» **YOUR INSTRUCTIONS**
Starting at the line that contains "Locate every instance of the woman's face" and continuing through the last line of the material, express those lines as a JSON list of strings, one string per line, with blank lines omitted.
◆ ◆ ◆ ◆
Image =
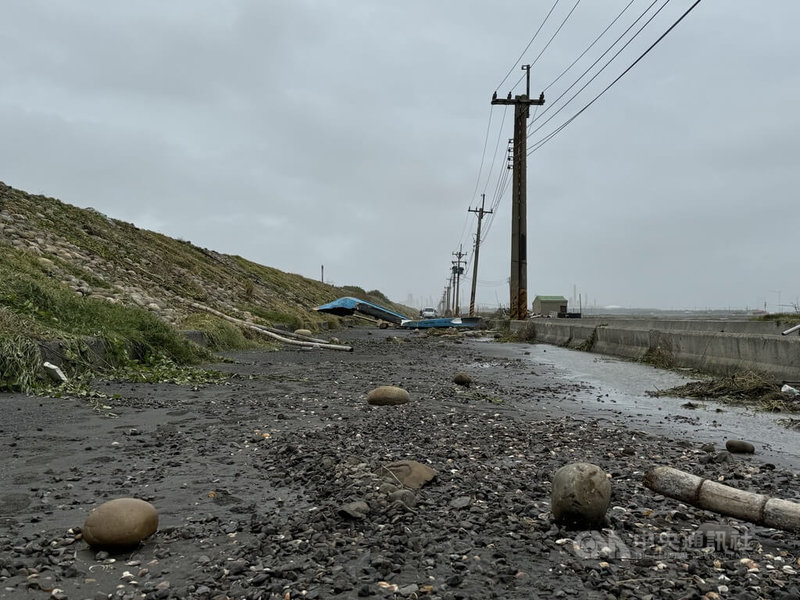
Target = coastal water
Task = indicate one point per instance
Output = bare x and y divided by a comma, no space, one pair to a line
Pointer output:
616,390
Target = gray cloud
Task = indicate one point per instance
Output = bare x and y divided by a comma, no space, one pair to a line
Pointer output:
305,133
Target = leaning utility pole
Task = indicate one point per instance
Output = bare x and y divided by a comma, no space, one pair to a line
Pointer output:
519,225
480,212
458,270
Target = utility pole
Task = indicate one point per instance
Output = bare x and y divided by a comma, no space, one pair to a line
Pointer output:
458,270
519,224
480,212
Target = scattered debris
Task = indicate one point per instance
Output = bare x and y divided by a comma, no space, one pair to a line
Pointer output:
723,499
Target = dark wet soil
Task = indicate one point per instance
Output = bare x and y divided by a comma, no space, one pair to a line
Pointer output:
249,479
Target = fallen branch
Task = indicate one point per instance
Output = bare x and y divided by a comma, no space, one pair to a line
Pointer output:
312,343
723,499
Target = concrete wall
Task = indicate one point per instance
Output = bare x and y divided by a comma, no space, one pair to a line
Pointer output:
715,347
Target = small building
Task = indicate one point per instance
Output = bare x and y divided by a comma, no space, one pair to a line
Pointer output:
549,305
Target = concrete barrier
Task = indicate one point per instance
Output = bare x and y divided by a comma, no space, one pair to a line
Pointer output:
709,346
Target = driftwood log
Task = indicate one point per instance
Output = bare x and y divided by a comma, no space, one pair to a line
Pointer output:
723,499
269,332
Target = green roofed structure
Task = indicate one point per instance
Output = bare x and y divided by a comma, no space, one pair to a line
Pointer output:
549,305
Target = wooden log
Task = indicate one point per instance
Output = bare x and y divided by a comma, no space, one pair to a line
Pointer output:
723,499
268,333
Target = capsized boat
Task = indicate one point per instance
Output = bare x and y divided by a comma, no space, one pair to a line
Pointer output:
347,306
470,322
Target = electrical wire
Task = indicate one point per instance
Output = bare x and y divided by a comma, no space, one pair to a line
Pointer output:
511,70
589,47
616,54
549,137
550,41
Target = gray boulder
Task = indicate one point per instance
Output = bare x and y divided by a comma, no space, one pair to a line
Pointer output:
581,496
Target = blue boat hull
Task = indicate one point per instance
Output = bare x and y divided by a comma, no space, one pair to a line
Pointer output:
347,306
461,322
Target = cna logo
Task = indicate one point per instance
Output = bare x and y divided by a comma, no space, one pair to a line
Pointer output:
711,537
600,544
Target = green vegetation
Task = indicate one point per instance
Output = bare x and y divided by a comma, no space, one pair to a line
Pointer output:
743,389
74,283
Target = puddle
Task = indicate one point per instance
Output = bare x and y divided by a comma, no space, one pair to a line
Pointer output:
616,390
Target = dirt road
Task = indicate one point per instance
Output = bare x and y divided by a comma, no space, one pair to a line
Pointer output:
249,479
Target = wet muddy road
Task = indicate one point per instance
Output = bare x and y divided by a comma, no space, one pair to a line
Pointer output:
250,478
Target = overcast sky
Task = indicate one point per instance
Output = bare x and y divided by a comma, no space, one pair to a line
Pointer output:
351,134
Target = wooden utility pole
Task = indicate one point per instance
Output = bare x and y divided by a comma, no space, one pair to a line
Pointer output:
519,223
480,212
458,270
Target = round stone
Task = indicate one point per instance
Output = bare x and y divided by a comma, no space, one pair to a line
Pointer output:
581,495
462,379
388,395
739,447
120,523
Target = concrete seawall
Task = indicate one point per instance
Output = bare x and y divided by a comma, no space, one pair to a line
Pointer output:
715,347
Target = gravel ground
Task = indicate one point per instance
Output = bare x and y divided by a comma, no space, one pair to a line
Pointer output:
250,479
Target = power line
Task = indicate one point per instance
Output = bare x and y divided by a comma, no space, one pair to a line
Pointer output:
616,54
552,37
590,67
589,47
511,70
653,45
569,14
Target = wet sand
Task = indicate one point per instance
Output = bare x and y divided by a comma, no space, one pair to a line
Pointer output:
249,478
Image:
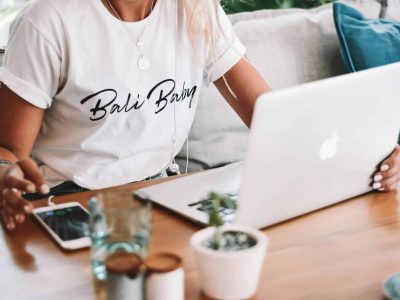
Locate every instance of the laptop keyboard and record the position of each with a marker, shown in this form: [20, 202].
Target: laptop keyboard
[226, 213]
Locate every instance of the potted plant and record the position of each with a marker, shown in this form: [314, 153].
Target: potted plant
[230, 257]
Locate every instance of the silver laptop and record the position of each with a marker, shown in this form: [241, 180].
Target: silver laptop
[309, 146]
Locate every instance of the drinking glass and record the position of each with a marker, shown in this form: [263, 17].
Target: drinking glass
[120, 221]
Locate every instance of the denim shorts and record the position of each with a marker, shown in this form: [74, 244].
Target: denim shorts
[70, 187]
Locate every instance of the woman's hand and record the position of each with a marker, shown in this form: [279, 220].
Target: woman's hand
[15, 179]
[388, 176]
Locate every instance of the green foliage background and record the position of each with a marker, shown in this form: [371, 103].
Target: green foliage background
[235, 6]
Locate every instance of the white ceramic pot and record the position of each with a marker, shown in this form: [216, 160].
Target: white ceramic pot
[230, 275]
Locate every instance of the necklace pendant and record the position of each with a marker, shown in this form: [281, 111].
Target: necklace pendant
[143, 63]
[139, 44]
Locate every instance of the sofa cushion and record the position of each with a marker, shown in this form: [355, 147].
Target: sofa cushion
[366, 43]
[288, 47]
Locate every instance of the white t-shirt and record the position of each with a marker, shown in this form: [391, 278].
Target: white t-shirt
[107, 122]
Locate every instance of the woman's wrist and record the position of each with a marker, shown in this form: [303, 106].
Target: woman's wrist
[5, 162]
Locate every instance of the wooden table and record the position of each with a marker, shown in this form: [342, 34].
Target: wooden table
[341, 252]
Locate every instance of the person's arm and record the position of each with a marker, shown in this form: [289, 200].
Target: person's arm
[246, 84]
[20, 123]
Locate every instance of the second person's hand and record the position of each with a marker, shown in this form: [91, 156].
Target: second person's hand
[16, 179]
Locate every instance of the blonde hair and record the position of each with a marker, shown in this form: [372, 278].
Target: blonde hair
[199, 15]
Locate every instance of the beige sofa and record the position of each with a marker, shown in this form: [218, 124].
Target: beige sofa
[288, 47]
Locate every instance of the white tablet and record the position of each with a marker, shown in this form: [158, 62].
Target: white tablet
[67, 223]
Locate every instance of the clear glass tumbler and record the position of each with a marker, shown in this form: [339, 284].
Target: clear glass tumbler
[120, 221]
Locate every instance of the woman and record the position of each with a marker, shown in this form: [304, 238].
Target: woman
[103, 93]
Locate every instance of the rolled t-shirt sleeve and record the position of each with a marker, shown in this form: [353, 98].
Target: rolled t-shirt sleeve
[226, 49]
[31, 67]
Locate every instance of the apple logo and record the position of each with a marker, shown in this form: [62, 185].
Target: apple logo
[329, 147]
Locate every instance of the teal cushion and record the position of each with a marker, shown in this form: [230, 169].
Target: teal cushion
[365, 43]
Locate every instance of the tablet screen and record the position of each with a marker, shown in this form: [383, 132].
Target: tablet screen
[68, 223]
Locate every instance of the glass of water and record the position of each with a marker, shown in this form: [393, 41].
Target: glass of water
[120, 221]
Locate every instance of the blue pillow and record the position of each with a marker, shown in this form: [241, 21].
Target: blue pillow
[365, 43]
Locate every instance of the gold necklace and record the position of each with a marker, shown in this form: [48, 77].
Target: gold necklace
[143, 62]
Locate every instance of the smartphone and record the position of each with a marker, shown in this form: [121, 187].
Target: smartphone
[67, 223]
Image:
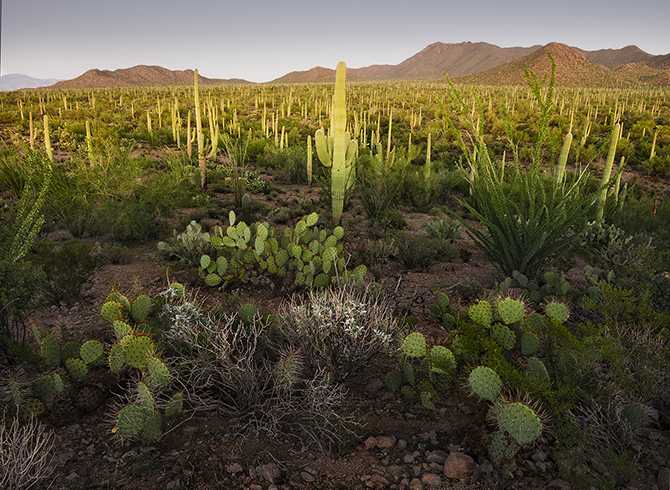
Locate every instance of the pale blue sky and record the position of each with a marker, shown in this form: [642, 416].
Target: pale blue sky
[260, 40]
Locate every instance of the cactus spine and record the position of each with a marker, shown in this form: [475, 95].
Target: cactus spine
[338, 150]
[607, 171]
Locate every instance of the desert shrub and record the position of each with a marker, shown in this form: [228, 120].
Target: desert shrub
[422, 252]
[25, 452]
[188, 246]
[66, 269]
[242, 367]
[340, 330]
[113, 253]
[20, 281]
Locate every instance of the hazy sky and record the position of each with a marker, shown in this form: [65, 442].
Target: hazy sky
[260, 40]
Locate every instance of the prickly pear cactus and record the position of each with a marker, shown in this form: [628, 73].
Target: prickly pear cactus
[530, 343]
[91, 351]
[485, 383]
[520, 422]
[497, 447]
[511, 310]
[76, 368]
[141, 308]
[481, 313]
[503, 335]
[537, 371]
[130, 421]
[442, 360]
[137, 351]
[111, 311]
[557, 312]
[414, 345]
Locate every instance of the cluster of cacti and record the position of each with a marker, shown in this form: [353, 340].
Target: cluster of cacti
[518, 424]
[434, 374]
[337, 150]
[554, 285]
[62, 392]
[313, 257]
[136, 349]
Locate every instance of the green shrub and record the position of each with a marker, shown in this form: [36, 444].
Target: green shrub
[422, 252]
[66, 269]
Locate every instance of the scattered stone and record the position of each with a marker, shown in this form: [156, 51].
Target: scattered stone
[415, 484]
[370, 443]
[663, 478]
[385, 442]
[374, 385]
[481, 471]
[559, 484]
[539, 456]
[438, 457]
[268, 471]
[431, 479]
[459, 466]
[377, 481]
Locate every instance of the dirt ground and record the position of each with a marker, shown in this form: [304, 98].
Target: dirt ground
[397, 449]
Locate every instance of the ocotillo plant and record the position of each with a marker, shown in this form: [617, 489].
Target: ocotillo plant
[607, 171]
[338, 150]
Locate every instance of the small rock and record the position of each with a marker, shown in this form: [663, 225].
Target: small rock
[370, 443]
[481, 471]
[415, 484]
[559, 484]
[385, 442]
[268, 471]
[431, 479]
[459, 465]
[377, 481]
[374, 385]
[539, 456]
[438, 457]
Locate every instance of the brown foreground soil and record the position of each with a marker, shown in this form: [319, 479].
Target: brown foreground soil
[396, 450]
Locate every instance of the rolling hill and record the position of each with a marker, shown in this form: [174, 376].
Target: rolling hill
[467, 62]
[139, 76]
[572, 70]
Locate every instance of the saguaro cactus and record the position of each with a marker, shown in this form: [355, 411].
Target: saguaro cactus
[338, 150]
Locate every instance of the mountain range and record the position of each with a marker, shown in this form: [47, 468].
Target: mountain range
[16, 81]
[467, 62]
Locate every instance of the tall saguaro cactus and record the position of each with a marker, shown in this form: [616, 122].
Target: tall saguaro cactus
[337, 151]
[201, 137]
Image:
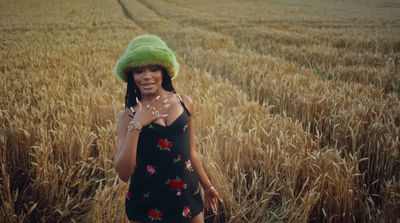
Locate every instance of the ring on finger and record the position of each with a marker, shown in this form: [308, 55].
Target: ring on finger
[155, 113]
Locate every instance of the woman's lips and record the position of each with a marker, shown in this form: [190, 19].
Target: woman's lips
[148, 86]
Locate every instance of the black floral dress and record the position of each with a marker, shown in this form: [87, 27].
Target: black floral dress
[164, 186]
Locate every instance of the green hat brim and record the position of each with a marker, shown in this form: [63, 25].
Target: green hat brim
[145, 55]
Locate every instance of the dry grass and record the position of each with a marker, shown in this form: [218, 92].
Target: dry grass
[279, 143]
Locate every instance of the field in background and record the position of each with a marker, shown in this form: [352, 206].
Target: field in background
[298, 109]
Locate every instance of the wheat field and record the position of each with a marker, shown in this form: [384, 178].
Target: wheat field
[298, 109]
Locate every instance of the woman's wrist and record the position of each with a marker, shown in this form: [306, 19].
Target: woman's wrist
[134, 125]
[209, 186]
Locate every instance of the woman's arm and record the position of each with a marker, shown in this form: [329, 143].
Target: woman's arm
[126, 142]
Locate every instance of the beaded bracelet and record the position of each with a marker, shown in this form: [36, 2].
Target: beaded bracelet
[132, 124]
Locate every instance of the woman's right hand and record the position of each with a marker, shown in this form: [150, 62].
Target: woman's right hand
[155, 110]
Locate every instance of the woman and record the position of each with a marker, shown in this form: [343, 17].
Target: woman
[155, 139]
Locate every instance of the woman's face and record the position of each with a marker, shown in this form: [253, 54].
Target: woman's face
[148, 79]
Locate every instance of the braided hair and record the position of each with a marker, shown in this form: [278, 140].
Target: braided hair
[132, 90]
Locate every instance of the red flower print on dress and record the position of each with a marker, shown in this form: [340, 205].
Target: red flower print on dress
[189, 166]
[177, 159]
[186, 212]
[128, 195]
[164, 144]
[151, 170]
[146, 195]
[155, 214]
[176, 185]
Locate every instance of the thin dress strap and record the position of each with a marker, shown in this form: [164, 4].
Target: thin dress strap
[183, 104]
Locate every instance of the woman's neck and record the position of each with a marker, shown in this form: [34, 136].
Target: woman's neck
[150, 97]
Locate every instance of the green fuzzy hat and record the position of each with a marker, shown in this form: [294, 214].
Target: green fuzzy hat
◆ ◆ ◆ ◆
» **FINAL RESULT**
[
  "Locate every instance of the woman's face and record the position of each with a marker, shown in this form: [253, 54].",
  "Target: woman's face",
  "[148, 79]",
  "Locate every instance of the braided hair and record the position of each with a marker, shown in this form: [278, 140].",
  "Target: braided hair",
  "[132, 90]",
  "Locate every instance of the red flower print on dress and record the position of each with a marker, shown in this form: [340, 205].",
  "Target: red flower print on dress",
  "[189, 166]",
  "[177, 159]",
  "[186, 212]",
  "[128, 195]",
  "[164, 144]",
  "[151, 170]",
  "[146, 195]",
  "[155, 214]",
  "[176, 185]",
  "Locate every instance of the thin dress strap and record the position of each with a marker, shown in this form: [164, 4].",
  "Target: thin dress strap",
  "[183, 104]",
  "Locate every instance of the woman's neck and record the position of each with a marker, shown in this form: [34, 136].",
  "Target: woman's neck",
  "[150, 97]",
  "Locate every instance of the green fuzzy hat and record the position of each with a marker, shown in this form: [294, 214].",
  "Target: green fuzzy hat"
]